§ Dataset records on object locations
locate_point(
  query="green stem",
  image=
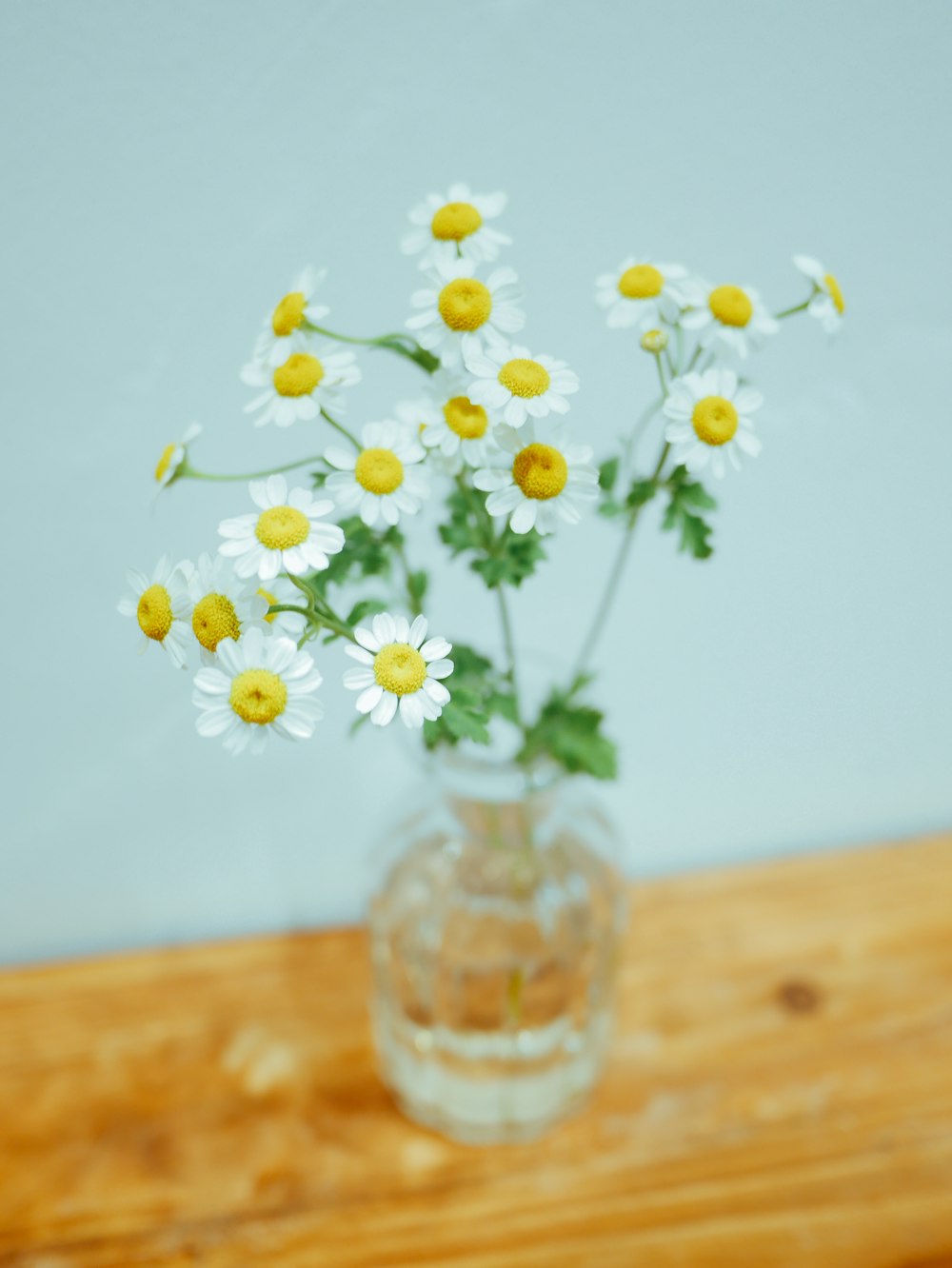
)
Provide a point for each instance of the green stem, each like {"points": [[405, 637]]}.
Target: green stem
{"points": [[288, 607], [416, 600], [340, 427], [398, 343], [661, 375], [509, 643], [618, 568], [320, 611], [485, 525], [186, 470], [796, 308]]}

§ GIVEN EXERCISE
Retype the records above word for word, omitting the pictures.

§ SOLUTION
locate_point(
  query="green stem",
  image=
)
Provide a point for each instance of the green stem, each like {"points": [[405, 637]]}.
Target: green stem
{"points": [[288, 607], [416, 600], [340, 427], [398, 343], [661, 375], [509, 643], [618, 568], [320, 611], [485, 525], [186, 470], [796, 308]]}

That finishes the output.